:: PROVIDED RECORDS ::
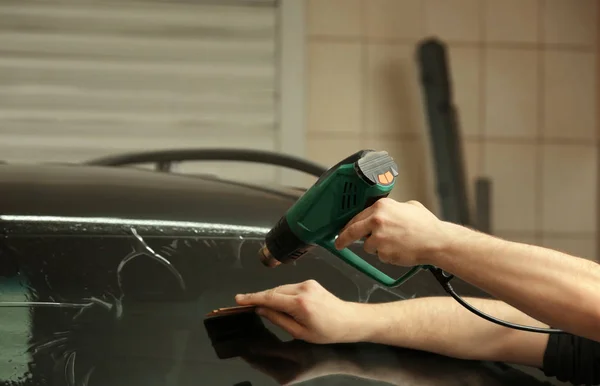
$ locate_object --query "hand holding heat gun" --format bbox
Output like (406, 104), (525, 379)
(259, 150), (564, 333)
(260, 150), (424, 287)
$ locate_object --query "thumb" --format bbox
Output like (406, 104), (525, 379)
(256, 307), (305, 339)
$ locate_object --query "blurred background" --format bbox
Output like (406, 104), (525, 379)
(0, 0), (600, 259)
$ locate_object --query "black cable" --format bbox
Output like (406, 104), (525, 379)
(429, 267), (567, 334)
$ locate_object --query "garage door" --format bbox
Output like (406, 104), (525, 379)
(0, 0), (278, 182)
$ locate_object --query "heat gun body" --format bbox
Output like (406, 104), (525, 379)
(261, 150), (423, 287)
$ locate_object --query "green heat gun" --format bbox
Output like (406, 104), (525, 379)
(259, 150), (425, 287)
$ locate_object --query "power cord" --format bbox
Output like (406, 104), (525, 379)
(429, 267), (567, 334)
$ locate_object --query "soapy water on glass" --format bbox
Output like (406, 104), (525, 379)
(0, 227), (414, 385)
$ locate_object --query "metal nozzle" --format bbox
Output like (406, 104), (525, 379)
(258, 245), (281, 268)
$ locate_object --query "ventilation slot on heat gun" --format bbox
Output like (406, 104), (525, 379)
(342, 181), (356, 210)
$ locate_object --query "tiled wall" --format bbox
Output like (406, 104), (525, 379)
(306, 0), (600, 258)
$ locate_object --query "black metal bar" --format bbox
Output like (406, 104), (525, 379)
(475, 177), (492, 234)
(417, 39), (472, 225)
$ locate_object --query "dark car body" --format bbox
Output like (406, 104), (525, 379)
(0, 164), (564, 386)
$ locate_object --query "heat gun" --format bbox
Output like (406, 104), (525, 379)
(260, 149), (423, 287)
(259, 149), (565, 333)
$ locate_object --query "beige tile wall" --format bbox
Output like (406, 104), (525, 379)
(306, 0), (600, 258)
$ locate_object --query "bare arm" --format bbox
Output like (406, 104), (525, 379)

:: GOAL ::
Return every line of the listing above word for word, with nothing changed, and leave the picture out.

:: REPLY ::
$ locate_object --query "hand holding heat gun" --format bbox
Output like (406, 104), (525, 379)
(259, 150), (564, 333)
(260, 150), (424, 287)
$ locate_object --query "thumb" --format bbox
Output like (406, 104), (525, 379)
(256, 307), (305, 339)
$ locate_object --query "blurred background" --format bbox
Output like (406, 104), (525, 379)
(0, 0), (600, 259)
$ locate_object --query "black cable" --format bbox
Output like (406, 104), (525, 379)
(429, 267), (567, 334)
$ locate_object --query "garage door" --format bbox
Output like (406, 104), (525, 379)
(0, 0), (278, 182)
$ locate_object --query "heat gun body" --format bbox
Output like (406, 104), (525, 379)
(261, 150), (423, 287)
$ locate_object --query "green heat gun" --format bbox
Output like (406, 104), (525, 379)
(259, 150), (425, 287)
$ locate_object --query "power cord" --format bbox
Output like (406, 104), (525, 379)
(429, 267), (567, 334)
$ locate_object --query "soapy water on glass" --format bbox
Output like (406, 104), (525, 379)
(0, 227), (414, 385)
$ locate_object --query "metal nozzle" --format bbox
Output like (406, 104), (525, 379)
(258, 245), (281, 268)
$ locate_object --query "ventilation slot on heat gun" --format bbox
Output like (406, 104), (525, 379)
(342, 181), (356, 210)
$ locate_object --query "tiled wall" --format bbox
Output like (406, 104), (525, 379)
(306, 0), (600, 258)
$ locate_object --query "black metal bar" --format bbox
Output like (406, 104), (525, 379)
(475, 177), (492, 234)
(417, 39), (472, 225)
$ locate_object --query "dark car body" --format bbox
Output like (406, 104), (525, 379)
(0, 164), (564, 386)
$ locate_object --query "heat gun" --format bbox
Output like (406, 104), (525, 379)
(260, 149), (423, 287)
(259, 149), (565, 333)
$ locate_object --query "beige tile wall" --format bbox
Output like (406, 104), (525, 379)
(306, 0), (600, 258)
$ locate_object --query "bare arm" --format bbox
Output like (406, 104), (525, 379)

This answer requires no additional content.